▶ Extract provided:
--- Start ---

Home :: Connected

Katrina in Context: Understanding Impacts in Light
of Southern Louisiana's Social and Environmental Landscapes


How am I connected to southern Louisiana?
  
 
   


Most of us rarely think of southern Louisiana. Other than New Orleans, few of us who live outside the state know much about the region. Lacking white sandy beaches, southern Louisiana has not developed the coastal tourist economy of places like Florida and Alabama. Yet, this region produces shrimp, oysters and other seafood; oil and gas; upon which many people in the United States depend. It also cultivates a spirit which is hard to specify, but that is evident in the generosity and resilience that you find here, is glimpsed in the statistic that, despite negative economic circumstances, southern Louisiana has one of the lowest rates of outmigration in the United States, and is captured in the word "lagniappe" or "something extra."

--- End ---

Please carry the passage on southern Louisiana above forward, starting after its final sentence.

▶ Given data:
--- Start ---

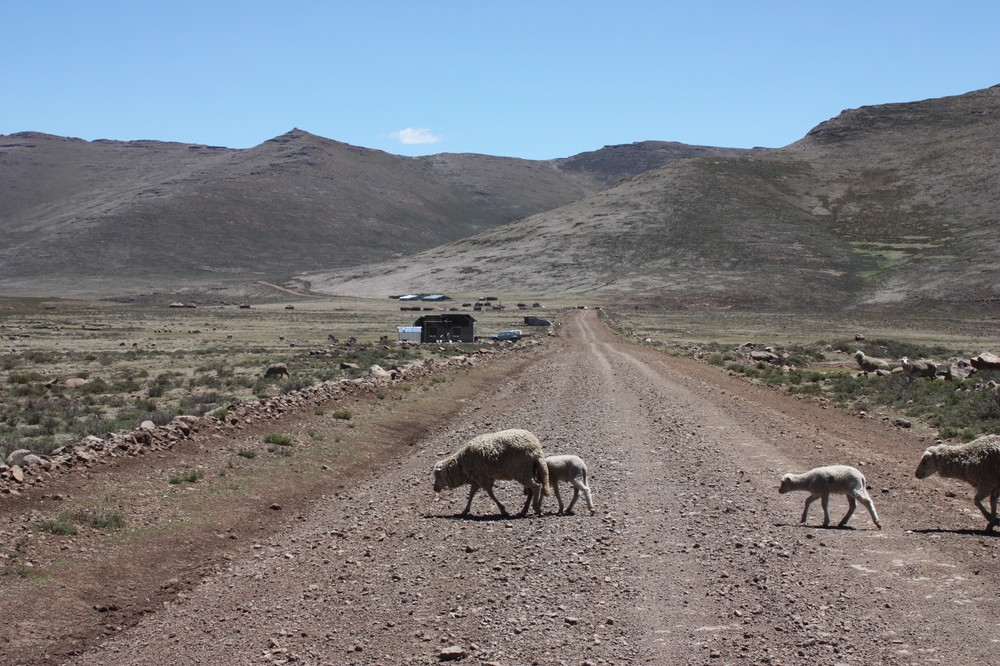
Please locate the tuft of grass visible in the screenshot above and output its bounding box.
[167,469,205,485]
[35,520,77,536]
[90,512,125,530]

--- End ---

▶ Written answer:
Shrimp and Seafood

Oil and Gas
Oil was discovered in Jennings, Louisiana in 1901, but it was not until the 1920s and 1930s that drillers attempted to extract oil from south Louisiana's wetlands. The value of petroleum increased during WWI due to its use as fuel for trucks, planes, and ships. During the 1930s, despite the Great Depression, petroleum exploration and production continued, and floating vessels were developed to transport and support drilling equipment in calm, shallow water. By the latter part of the decade, pioneers marched steadily through the Louisiana swamps and out into the shallow waters of the Gulf of Mexico. During WWII, oil was recognized as vital to national security and young men who worked on the seismic and drilling crews active in southern Louisiana were kept home to continue their work.
"Well, when I was a boy..."
"Those workers were poor people..."
"Daddy was a seismologist..."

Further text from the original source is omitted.